**Stored items**
· · · · ·
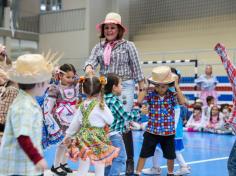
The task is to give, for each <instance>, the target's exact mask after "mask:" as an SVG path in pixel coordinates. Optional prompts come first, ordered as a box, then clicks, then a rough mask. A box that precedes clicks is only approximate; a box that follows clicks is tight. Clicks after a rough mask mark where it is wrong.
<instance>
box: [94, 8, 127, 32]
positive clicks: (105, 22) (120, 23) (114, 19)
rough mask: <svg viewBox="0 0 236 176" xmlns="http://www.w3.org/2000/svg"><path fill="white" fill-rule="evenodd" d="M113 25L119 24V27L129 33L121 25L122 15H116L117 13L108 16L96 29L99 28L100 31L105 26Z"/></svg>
mask: <svg viewBox="0 0 236 176" xmlns="http://www.w3.org/2000/svg"><path fill="white" fill-rule="evenodd" d="M111 23H113V24H118V25H120V26H121V27H122V28H123V29H124V31H125V32H126V31H127V29H126V28H125V27H124V26H123V25H122V23H121V16H120V14H118V13H115V12H110V13H108V14H107V15H106V18H105V20H104V21H103V22H102V23H100V24H97V25H96V28H97V30H99V31H100V30H101V28H102V25H103V24H111Z"/></svg>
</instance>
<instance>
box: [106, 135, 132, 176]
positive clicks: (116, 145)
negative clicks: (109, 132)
mask: <svg viewBox="0 0 236 176" xmlns="http://www.w3.org/2000/svg"><path fill="white" fill-rule="evenodd" d="M110 140H111V143H112V145H113V146H115V147H118V148H120V152H119V155H118V157H117V158H115V159H113V161H112V165H111V166H107V167H106V168H105V176H118V175H120V173H121V172H122V171H123V170H125V163H126V159H127V155H126V150H125V144H124V141H123V138H122V136H121V135H120V134H115V135H112V136H110Z"/></svg>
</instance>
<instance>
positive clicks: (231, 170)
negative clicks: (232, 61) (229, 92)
mask: <svg viewBox="0 0 236 176" xmlns="http://www.w3.org/2000/svg"><path fill="white" fill-rule="evenodd" d="M215 51H216V52H217V54H218V55H219V56H220V58H221V61H222V63H223V64H224V67H225V70H226V72H227V74H228V78H229V81H230V83H231V85H232V90H233V95H234V96H233V97H234V99H233V104H234V108H233V113H232V117H231V118H230V119H229V120H228V124H229V125H230V126H231V127H232V130H233V131H234V133H235V132H236V98H235V97H236V81H235V76H236V68H235V66H234V65H233V64H232V62H231V59H230V58H229V57H228V54H227V52H226V49H225V47H224V46H223V45H222V44H220V43H218V44H217V45H216V46H215ZM228 171H229V176H235V175H236V141H235V143H234V146H233V148H232V150H231V153H230V156H229V160H228Z"/></svg>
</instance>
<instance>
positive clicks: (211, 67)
mask: <svg viewBox="0 0 236 176" xmlns="http://www.w3.org/2000/svg"><path fill="white" fill-rule="evenodd" d="M195 83H196V84H197V86H198V87H199V88H200V90H201V93H200V99H201V100H202V101H203V104H204V105H207V102H206V98H207V97H208V96H213V97H214V98H215V103H216V102H217V93H216V90H215V88H216V84H217V83H218V81H217V79H216V77H215V76H213V75H212V66H211V65H207V66H206V68H205V74H204V75H201V76H200V77H199V78H197V79H196V80H195Z"/></svg>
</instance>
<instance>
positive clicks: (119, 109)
mask: <svg viewBox="0 0 236 176" xmlns="http://www.w3.org/2000/svg"><path fill="white" fill-rule="evenodd" d="M105 101H106V104H107V106H108V107H109V108H110V110H111V112H112V114H113V116H114V121H113V123H112V124H111V126H110V132H113V131H117V132H121V133H124V132H125V131H126V130H127V129H126V124H127V122H129V121H137V119H138V117H139V110H138V109H133V110H132V111H131V112H126V111H125V109H124V105H123V104H122V102H121V100H120V99H119V98H118V96H116V95H114V94H112V93H110V94H106V95H105Z"/></svg>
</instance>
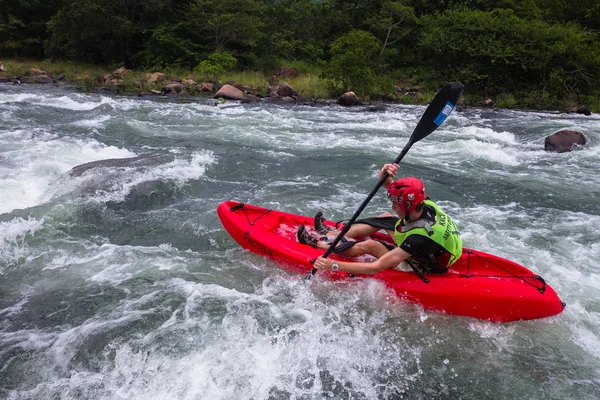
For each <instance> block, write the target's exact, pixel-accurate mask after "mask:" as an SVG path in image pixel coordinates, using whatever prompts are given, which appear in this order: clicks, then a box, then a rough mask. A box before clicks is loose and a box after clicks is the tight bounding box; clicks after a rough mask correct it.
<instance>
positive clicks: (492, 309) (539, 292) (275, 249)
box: [217, 201, 564, 322]
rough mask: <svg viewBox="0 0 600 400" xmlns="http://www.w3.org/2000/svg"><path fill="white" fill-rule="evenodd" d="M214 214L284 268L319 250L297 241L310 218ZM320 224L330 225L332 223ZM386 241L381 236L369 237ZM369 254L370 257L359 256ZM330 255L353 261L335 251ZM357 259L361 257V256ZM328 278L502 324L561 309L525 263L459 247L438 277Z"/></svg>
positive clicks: (302, 266) (377, 276) (400, 275)
mask: <svg viewBox="0 0 600 400" xmlns="http://www.w3.org/2000/svg"><path fill="white" fill-rule="evenodd" d="M217 213H218V215H219V218H220V219H221V222H222V224H223V226H224V227H225V229H226V230H227V232H228V233H229V234H230V235H231V236H232V237H233V239H235V240H236V241H237V242H238V243H239V244H240V245H241V246H242V247H244V248H246V249H248V250H250V251H253V252H255V253H257V254H260V255H263V256H266V257H269V258H271V259H273V260H274V261H275V262H277V263H279V264H281V265H283V266H285V267H286V268H288V269H291V270H294V271H296V272H299V273H308V272H309V271H310V270H311V269H312V264H311V260H314V259H316V258H317V257H320V256H321V255H322V254H323V253H324V251H323V250H319V249H315V248H312V247H310V246H307V245H303V244H300V243H298V241H297V240H296V231H297V229H298V226H299V225H305V226H306V227H307V229H309V230H312V229H313V228H312V225H313V218H312V217H307V216H302V215H296V214H290V213H285V212H281V211H276V210H270V209H267V208H264V207H258V206H253V205H248V204H243V203H239V202H235V201H225V202H223V203H222V204H221V205H219V207H218V208H217ZM325 224H326V225H329V226H335V223H334V222H332V221H325ZM373 236H374V237H376V238H377V239H379V240H385V241H388V242H390V238H389V236H388V235H386V234H382V233H376V234H375V235H373ZM365 257H367V258H368V257H370V256H365ZM331 258H334V259H338V260H343V261H357V260H356V259H349V258H346V257H344V256H341V255H338V254H332V255H331ZM360 261H365V260H364V259H363V258H362V257H361V259H360ZM320 273H321V274H325V275H326V276H328V277H329V278H331V279H347V278H349V277H359V278H362V277H369V278H372V279H378V280H381V281H383V282H384V283H385V284H386V285H387V286H388V287H389V288H391V289H393V290H394V291H395V292H396V294H397V295H398V296H399V297H401V298H404V299H407V300H410V301H415V302H417V303H419V304H421V305H422V306H423V307H425V308H426V309H430V310H437V311H442V312H446V313H448V314H453V315H462V316H470V317H475V318H480V319H485V320H490V321H497V322H508V321H514V320H528V319H536V318H544V317H549V316H552V315H556V314H559V313H560V312H562V310H563V309H564V303H562V302H561V301H560V299H559V297H558V295H557V294H556V292H555V291H554V289H552V287H550V286H549V285H547V284H546V282H545V281H544V280H543V279H542V278H541V277H539V276H538V275H536V274H534V273H533V272H532V271H530V270H529V269H527V268H526V267H524V266H522V265H520V264H517V263H515V262H512V261H510V260H506V259H504V258H501V257H497V256H494V255H491V254H487V253H484V252H480V251H478V250H473V249H468V248H464V249H463V256H462V257H461V258H460V259H459V260H458V261H457V262H456V263H455V264H454V265H452V267H451V268H450V270H449V271H448V272H447V273H445V274H442V275H439V274H424V275H423V277H424V279H422V278H421V277H419V276H418V275H417V274H415V273H414V272H412V271H409V272H405V271H398V270H394V269H388V270H384V271H381V272H379V273H377V274H375V275H357V276H354V275H352V274H348V273H346V272H341V271H326V272H320Z"/></svg>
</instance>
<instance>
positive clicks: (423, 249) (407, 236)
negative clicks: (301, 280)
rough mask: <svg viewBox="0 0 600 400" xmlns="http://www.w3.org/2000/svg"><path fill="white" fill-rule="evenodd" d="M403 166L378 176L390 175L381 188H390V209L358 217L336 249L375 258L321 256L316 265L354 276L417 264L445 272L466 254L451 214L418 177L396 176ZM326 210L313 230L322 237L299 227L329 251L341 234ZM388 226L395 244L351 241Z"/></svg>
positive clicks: (320, 248)
mask: <svg viewBox="0 0 600 400" xmlns="http://www.w3.org/2000/svg"><path fill="white" fill-rule="evenodd" d="M398 168H399V166H398V165H397V164H385V165H384V166H383V167H382V168H381V171H380V172H379V174H378V179H381V177H382V176H383V174H384V173H385V172H387V173H388V175H389V178H388V179H387V180H386V181H385V182H384V184H383V186H384V187H385V188H386V189H387V193H388V199H389V200H390V201H391V202H392V210H394V212H395V214H396V215H397V216H394V215H392V214H391V213H388V212H386V213H383V214H381V215H379V216H378V217H374V218H365V219H362V220H357V221H356V222H355V223H354V224H353V225H352V227H350V230H349V231H348V232H347V233H346V237H345V240H342V242H341V244H339V245H338V246H337V247H336V249H335V251H334V252H335V253H338V254H343V255H345V256H348V257H358V256H361V255H365V254H370V255H372V256H374V257H375V258H376V260H375V261H374V262H343V261H336V260H332V259H330V258H323V257H319V258H317V260H316V261H315V263H314V267H315V268H317V269H320V270H328V269H333V270H340V271H345V272H350V273H353V274H375V273H377V272H379V271H382V270H384V269H388V268H397V269H400V270H410V269H411V268H412V267H411V266H410V265H408V264H407V263H410V264H412V265H413V266H414V267H417V268H418V269H419V270H420V271H421V272H427V273H445V272H446V271H447V270H448V268H449V267H450V266H451V265H452V264H453V263H454V262H455V261H456V260H458V259H459V258H460V256H461V254H462V239H461V238H460V235H459V233H458V229H457V228H456V225H455V224H454V222H453V221H452V220H451V219H450V217H449V216H448V215H447V214H446V213H444V212H443V211H442V210H441V209H440V208H439V206H438V205H437V204H435V203H434V202H433V201H431V200H430V199H429V198H428V197H427V196H426V194H425V186H424V185H423V182H421V180H420V179H418V178H414V177H406V178H401V179H398V180H395V181H394V180H393V177H394V176H396V173H397V172H398ZM323 220H324V218H323V216H322V213H320V212H319V213H317V215H315V221H314V223H315V229H316V231H317V232H318V233H319V234H320V235H322V236H321V237H320V238H318V239H317V238H315V237H313V236H312V235H311V234H310V233H309V232H308V231H307V229H306V228H305V227H304V226H303V225H301V226H300V227H299V228H298V233H297V237H298V241H299V242H300V243H303V244H307V245H310V246H313V247H316V248H320V249H323V250H326V249H327V248H328V247H329V245H328V243H327V242H328V241H329V240H330V239H331V238H333V237H335V236H337V234H338V233H339V232H337V231H335V230H332V231H330V230H329V228H328V227H327V226H325V224H324V223H323ZM380 229H383V230H385V231H386V232H387V233H388V235H390V237H391V238H392V239H393V240H394V243H395V244H396V246H392V245H390V244H389V243H385V242H381V241H378V240H374V239H366V240H353V239H352V238H358V237H366V236H369V235H371V234H373V233H375V232H377V231H378V230H380Z"/></svg>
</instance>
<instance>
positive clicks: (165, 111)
mask: <svg viewBox="0 0 600 400" xmlns="http://www.w3.org/2000/svg"><path fill="white" fill-rule="evenodd" d="M424 109H425V108H424V107H422V106H404V105H390V106H389V107H388V108H387V110H386V111H383V112H368V111H366V110H365V109H364V108H342V107H339V106H327V107H309V106H292V105H286V106H278V105H269V104H259V105H241V104H239V103H236V102H218V101H215V100H212V99H203V100H190V101H173V100H166V99H142V98H132V97H118V96H111V95H106V94H90V93H80V92H77V91H76V90H74V89H73V88H70V87H67V86H57V87H55V86H26V85H1V86H0V398H7V399H11V400H17V399H19V400H20V399H157V400H158V399H256V400H260V399H273V400H274V399H322V398H332V399H445V398H449V399H450V398H451V399H478V400H480V399H597V398H598V397H599V394H600V267H599V265H598V260H600V229H599V226H600V157H599V156H600V144H599V141H600V117H599V116H598V115H597V114H595V115H592V116H582V115H576V114H571V115H567V114H559V113H549V112H522V111H507V110H492V109H485V110H479V109H469V110H465V111H462V112H457V111H455V112H454V113H452V114H451V115H450V117H449V118H448V120H447V121H446V122H445V123H444V125H443V126H442V127H440V128H439V129H438V130H437V131H435V132H434V133H433V134H431V135H430V136H428V137H427V138H426V139H424V140H422V141H420V142H418V143H417V144H415V145H414V146H413V147H412V149H411V150H410V151H409V152H408V154H407V155H406V157H405V158H404V160H403V162H402V165H401V170H400V174H401V175H415V176H418V177H420V178H421V179H423V181H424V183H425V185H426V188H427V191H428V195H429V196H430V197H431V198H432V199H434V200H435V201H437V202H438V204H440V205H441V206H442V207H443V208H444V209H445V210H446V211H447V212H448V214H450V215H451V216H452V217H453V218H454V220H455V222H456V223H457V225H458V227H459V229H460V230H461V233H462V237H463V240H464V244H465V246H467V247H471V248H476V249H479V250H482V251H486V252H489V253H493V254H496V255H498V256H502V257H506V258H510V259H511V260H513V261H516V262H518V263H520V264H523V265H525V266H527V267H528V268H529V269H531V270H532V271H534V272H535V273H537V274H539V275H541V276H542V277H543V278H544V279H545V280H546V282H548V284H550V285H551V286H552V287H553V288H554V289H555V290H556V292H557V293H558V295H559V296H560V298H561V299H562V300H563V301H564V302H566V303H567V307H566V309H565V311H564V312H563V313H562V314H560V315H558V316H555V317H551V318H546V319H540V320H534V321H520V322H513V323H506V324H497V323H491V322H488V321H483V320H477V319H473V318H466V317H456V316H449V315H445V314H442V313H436V312H431V311H426V310H423V309H422V308H421V307H419V306H418V305H416V304H413V303H409V302H406V301H403V300H399V299H398V298H396V297H395V296H394V295H392V294H391V293H390V292H388V291H387V290H386V289H385V287H384V286H383V285H382V284H380V283H377V282H374V281H372V280H354V281H345V282H332V281H329V280H327V279H325V278H320V277H319V276H318V275H317V276H316V277H315V278H314V279H313V280H311V281H310V282H309V283H306V282H305V281H303V280H302V279H301V278H302V277H301V276H299V275H297V274H294V273H292V272H289V271H286V270H284V269H281V268H279V267H278V266H277V265H276V264H274V263H273V262H271V261H270V260H268V259H266V258H262V257H260V256H258V255H256V254H253V253H250V252H248V251H246V250H243V249H242V248H241V247H240V246H239V245H237V244H236V243H235V242H234V241H233V240H232V239H231V237H230V236H229V235H228V234H227V233H226V232H225V231H224V230H223V228H222V226H221V224H220V222H219V219H218V217H217V214H216V212H215V209H216V207H217V205H218V204H219V203H221V202H222V201H224V200H227V199H234V200H239V201H243V202H246V203H251V204H256V205H261V206H267V207H270V208H274V209H279V210H282V211H288V212H293V213H299V214H307V215H313V214H314V213H315V212H316V211H317V210H322V211H323V213H324V215H325V216H326V217H327V218H328V219H334V220H341V219H344V218H349V217H350V216H351V215H352V214H353V213H354V211H355V210H356V209H357V208H358V206H359V205H360V204H361V203H362V202H363V200H364V199H365V198H366V196H367V194H368V193H369V192H370V190H371V189H372V188H373V186H374V185H375V183H376V179H375V176H376V173H377V170H378V168H379V167H380V166H381V165H382V164H383V163H385V162H390V161H392V160H394V159H395V158H396V156H397V155H398V153H399V152H400V151H401V150H402V148H403V147H404V145H405V144H406V142H407V140H408V138H409V137H410V135H411V133H412V131H413V129H414V127H415V126H416V123H417V122H418V120H419V118H420V116H421V114H422V113H423V111H424ZM567 128H568V129H575V130H579V131H582V132H584V134H585V135H586V136H587V138H588V144H587V145H586V146H585V147H584V148H582V149H580V150H578V151H574V152H570V153H563V154H557V153H547V152H545V151H544V150H543V145H544V138H545V137H546V136H548V135H550V134H552V133H554V132H556V131H557V130H559V129H567ZM133 157H139V158H137V159H136V160H134V161H132V162H131V163H123V164H117V165H113V166H112V167H99V168H91V169H89V170H85V171H80V173H77V174H69V173H68V172H69V170H71V169H72V168H73V167H75V166H77V165H81V164H84V163H89V162H93V161H98V160H105V159H115V158H133ZM388 209H389V205H388V202H387V200H386V199H385V196H384V195H383V193H379V194H378V195H376V196H375V198H374V199H373V200H372V201H371V202H370V203H369V206H368V207H367V209H366V210H365V212H364V214H363V215H373V214H376V213H379V212H382V211H384V210H388Z"/></svg>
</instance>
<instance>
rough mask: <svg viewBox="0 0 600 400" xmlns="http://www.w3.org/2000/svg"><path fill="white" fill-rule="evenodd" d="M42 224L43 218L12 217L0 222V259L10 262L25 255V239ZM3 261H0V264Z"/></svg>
· · · · ·
**Exercise**
Please return a copy of each line in the entries that has the string "target".

**Written answer**
The task is to give, for each <instance>, the target's exact mask after "mask:" as an SVG path in pixel coordinates. Optional prompts come first, ordered as a box, then clicks, then a rough mask. A box that precedes clicks is only approximate; a box that follows clicks is tight. Clicks after a rough mask mark where it is wrong.
For each <instance> block, write the target's exact, pixel-accurate mask after "mask:" as an SVG path in image pixel coordinates, using whatever prompts are given, which appear in this order: clicks, then a box, then a rough mask. A box before clicks is loose and a box after clicks is the tight bounding box; clicks after a rough mask correct it.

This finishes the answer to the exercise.